* **TRY IT**
Line by line, reproduce the material below exactly.

* **RECORDS FOR PROCESSING**
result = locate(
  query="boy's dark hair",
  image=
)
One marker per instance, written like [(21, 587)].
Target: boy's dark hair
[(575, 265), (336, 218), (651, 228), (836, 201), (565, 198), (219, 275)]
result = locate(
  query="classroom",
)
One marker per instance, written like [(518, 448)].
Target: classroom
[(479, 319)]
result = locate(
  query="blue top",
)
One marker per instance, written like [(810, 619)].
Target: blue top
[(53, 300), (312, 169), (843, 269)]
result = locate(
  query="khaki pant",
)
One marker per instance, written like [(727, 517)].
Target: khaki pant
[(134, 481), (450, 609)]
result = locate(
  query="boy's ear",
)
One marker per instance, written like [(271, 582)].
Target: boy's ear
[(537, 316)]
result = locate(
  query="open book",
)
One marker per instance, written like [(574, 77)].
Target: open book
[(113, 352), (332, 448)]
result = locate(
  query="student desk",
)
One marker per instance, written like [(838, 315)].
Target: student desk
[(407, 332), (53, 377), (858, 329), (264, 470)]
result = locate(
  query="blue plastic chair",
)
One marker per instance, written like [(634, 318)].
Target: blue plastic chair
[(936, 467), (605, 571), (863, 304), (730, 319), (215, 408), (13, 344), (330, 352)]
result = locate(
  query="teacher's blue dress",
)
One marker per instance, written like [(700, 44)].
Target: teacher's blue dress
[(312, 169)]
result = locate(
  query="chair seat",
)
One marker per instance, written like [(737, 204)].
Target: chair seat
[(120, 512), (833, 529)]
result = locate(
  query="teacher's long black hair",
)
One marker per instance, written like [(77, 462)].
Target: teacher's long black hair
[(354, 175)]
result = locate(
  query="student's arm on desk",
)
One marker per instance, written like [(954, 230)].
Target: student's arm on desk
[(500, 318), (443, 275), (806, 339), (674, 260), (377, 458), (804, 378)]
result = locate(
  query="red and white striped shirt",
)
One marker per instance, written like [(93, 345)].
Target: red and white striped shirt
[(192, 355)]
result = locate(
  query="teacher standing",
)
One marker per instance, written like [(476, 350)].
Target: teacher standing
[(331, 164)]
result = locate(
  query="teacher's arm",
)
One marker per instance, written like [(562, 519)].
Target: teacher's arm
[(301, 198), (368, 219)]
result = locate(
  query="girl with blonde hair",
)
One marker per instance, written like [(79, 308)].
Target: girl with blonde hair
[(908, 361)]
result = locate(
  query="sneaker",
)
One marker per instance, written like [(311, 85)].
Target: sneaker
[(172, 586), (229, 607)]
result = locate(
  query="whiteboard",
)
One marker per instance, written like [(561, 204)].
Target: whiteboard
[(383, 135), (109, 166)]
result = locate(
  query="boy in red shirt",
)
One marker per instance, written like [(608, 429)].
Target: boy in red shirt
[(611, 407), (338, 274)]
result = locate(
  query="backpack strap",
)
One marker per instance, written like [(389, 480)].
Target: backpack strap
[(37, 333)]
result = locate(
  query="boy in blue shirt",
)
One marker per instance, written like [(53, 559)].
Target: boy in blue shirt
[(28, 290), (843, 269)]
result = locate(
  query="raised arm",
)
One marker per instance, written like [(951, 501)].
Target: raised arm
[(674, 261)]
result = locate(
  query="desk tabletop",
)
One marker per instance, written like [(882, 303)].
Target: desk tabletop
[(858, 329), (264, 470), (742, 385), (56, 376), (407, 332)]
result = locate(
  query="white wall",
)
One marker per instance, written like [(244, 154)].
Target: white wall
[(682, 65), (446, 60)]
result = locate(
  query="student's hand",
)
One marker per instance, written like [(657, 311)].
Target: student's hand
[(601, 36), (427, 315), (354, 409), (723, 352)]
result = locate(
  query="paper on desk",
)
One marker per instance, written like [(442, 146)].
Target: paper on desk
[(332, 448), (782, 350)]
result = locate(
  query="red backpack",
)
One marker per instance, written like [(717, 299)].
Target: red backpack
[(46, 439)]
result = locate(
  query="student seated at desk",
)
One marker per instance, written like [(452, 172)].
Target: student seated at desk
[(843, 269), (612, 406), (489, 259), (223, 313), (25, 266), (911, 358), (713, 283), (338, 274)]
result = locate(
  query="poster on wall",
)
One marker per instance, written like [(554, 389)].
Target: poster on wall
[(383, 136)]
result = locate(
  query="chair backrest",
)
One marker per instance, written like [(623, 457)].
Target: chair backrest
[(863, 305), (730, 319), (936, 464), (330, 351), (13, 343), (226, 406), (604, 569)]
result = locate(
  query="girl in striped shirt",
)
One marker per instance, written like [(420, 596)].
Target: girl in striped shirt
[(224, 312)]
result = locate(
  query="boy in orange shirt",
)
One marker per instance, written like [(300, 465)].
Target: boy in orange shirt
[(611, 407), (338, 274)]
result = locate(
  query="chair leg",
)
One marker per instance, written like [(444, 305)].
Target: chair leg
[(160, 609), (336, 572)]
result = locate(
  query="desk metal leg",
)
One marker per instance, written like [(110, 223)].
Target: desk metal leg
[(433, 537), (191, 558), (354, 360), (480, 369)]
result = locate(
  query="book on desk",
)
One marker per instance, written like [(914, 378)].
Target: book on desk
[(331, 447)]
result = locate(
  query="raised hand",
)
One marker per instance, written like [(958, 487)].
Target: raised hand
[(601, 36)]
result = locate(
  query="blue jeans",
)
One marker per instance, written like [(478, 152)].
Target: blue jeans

* **WRITTEN SOLUTION**
result = locate(
  query="boy's dark hair",
  image=
)
One marker per instance, written like [(21, 587)].
Target: boy's dark hair
[(575, 265), (336, 218), (651, 228), (836, 201), (565, 198), (219, 275)]
result = locate(
  query="classroom",
)
One marker per instance, written like [(518, 448)].
Target: classroom
[(479, 319)]
result = locate(
  query="blue top",
)
One marker per instance, written like [(810, 619)].
Target: blue top
[(53, 300), (312, 169), (843, 269)]
result = locate(
  query="khaki pant",
)
One marker per instance, written like [(727, 517)].
Target: khaki pant
[(134, 481), (450, 609)]
result = locate(
  query="boy's ear",
)
One marker per instance, written like [(271, 582)].
Target: boy's ear
[(537, 316)]
result = locate(
  query="open book",
)
One marker per instance, written like [(574, 77)].
Target: open book
[(113, 352), (332, 448)]
result = locate(
  query="student desk",
)
One marker per instance, written like [(838, 315)].
Target: student desk
[(407, 332), (53, 377), (858, 329), (264, 470)]
result = locate(
  query="blue plastic chair",
)
One marker per instance, written like [(634, 318)].
Target: blue plastic chair
[(936, 467), (605, 571), (863, 304), (730, 319), (215, 408), (13, 344), (330, 352)]
result = locate(
  query="teacher's blue dress",
)
One marker per instance, written like [(700, 44)].
Target: teacher's blue dress
[(312, 169)]
result = locate(
  query="chair seat",
)
One marker per instance, written like [(737, 204)].
Target: chair seat
[(120, 512), (833, 529)]
result = locate(
  query="teacher's long black hair",
)
One marker per instance, written like [(77, 462)].
Target: teacher's long black hair
[(354, 175)]
result = locate(
  query="student's arm on desk",
)
One marker per instance, written like [(954, 230)].
Target: student's arm on desk
[(500, 318), (443, 275), (806, 339), (674, 260), (377, 458), (804, 378)]
result = locate(
  query="red and white striped shirt",
)
One marker per instance, written like [(93, 345)].
Target: red and white striped shirt
[(192, 355)]
result = locate(
  query="teacher standing",
)
One marker per instance, written like [(476, 350)].
Target: teacher standing
[(331, 164)]
result = locate(
  query="teacher's arm",
)
One marker per instance, written like [(562, 519)].
Target: teacher's arm
[(301, 198), (368, 219)]
result = locate(
  query="girl with blonde hair",
)
One marker per instance, written like [(79, 308)].
Target: girl with blonde hair
[(908, 361)]
result = locate(
  query="sneaker",
)
One marker per instance, written like [(311, 85)].
Target: sneaker
[(172, 586), (229, 607)]
result = locate(
  query="whiteboard",
)
One marker per instance, written like [(561, 204)].
Target: whiteboard
[(383, 135), (109, 166)]
result = locate(
  query="boy in red shirt",
)
One marker per instance, written like [(608, 429)].
Target: boy in red shirt
[(611, 407), (338, 274)]
result = locate(
  query="backpack strap",
)
One marker per instance, written like [(389, 480)].
Target: backpack strap
[(37, 333)]
result = locate(
  query="boy in blue shirt",
)
One marker per instance, written like [(53, 559)].
Target: boy in blue shirt
[(28, 290), (843, 269)]
result = locate(
  query="raised arm",
)
One marker per instance, written like [(951, 501)].
Target: raised arm
[(674, 261)]
result = locate(
  query="desk tabletop",
)
One marker per instance, written like [(882, 303)].
Target: desk tabletop
[(858, 329), (264, 470), (742, 385), (56, 376), (407, 332)]
result = locate(
  query="white wall",
)
One marker per instance, written like [(244, 154)].
Target: white wall
[(682, 65), (446, 60)]
result = locate(
  query="student's hand",
)
One marker per instance, written like [(657, 311)].
Target: student's hand
[(601, 36), (427, 315), (354, 409), (723, 352)]
result = locate(
  query="paper on desk",
)
One marker per instance, written like [(442, 146)].
Target: paper on desk
[(332, 448), (782, 350)]
result = locate(
  query="red backpack",
)
One marker per instance, written like [(717, 299)].
Target: red backpack
[(46, 439)]
result = locate(
  query="student seated at desk",
)
One marker per instance, written like [(452, 172)].
Target: student seated at desk
[(843, 269), (612, 406), (489, 259), (223, 313), (25, 266), (911, 358), (713, 283), (338, 274)]
result = locate(
  query="poster on wall",
)
One marker per instance, written like [(554, 389)].
Target: poster on wall
[(383, 136)]
result = locate(
  query="chair backrest",
)
One marker per instance, written like [(623, 457)].
Target: chair backrest
[(863, 305), (730, 319), (936, 464), (330, 351), (13, 343), (226, 406), (604, 569)]
result = locate(
  query="girl in striped shirt",
)
One marker per instance, written like [(420, 596)].
Target: girl in striped shirt
[(224, 312)]
result = locate(
  query="boy in orange shirt",
)
One marker per instance, written like [(300, 465)].
Target: boy in orange shirt
[(611, 407), (338, 274)]
result = locate(
  query="chair leg",
)
One marker per instance, written like [(444, 305)].
Target: chair leg
[(160, 609), (336, 572)]
result = locate(
  query="desk metal leg",
)
One marker per instance, written like [(110, 223)].
Target: desk metal leg
[(433, 537), (191, 558), (354, 360), (480, 369)]
result = locate(
  query="book on desk",
)
One marker per instance, written like [(914, 378)].
Target: book on desk
[(331, 447)]
result = locate(
  query="raised hand",
)
One marker per instance, written like [(958, 487)].
Target: raised hand
[(601, 36)]
result = locate(
  query="blue jeans",
)
One marker per instance, written like [(478, 152)].
Target: blue jeans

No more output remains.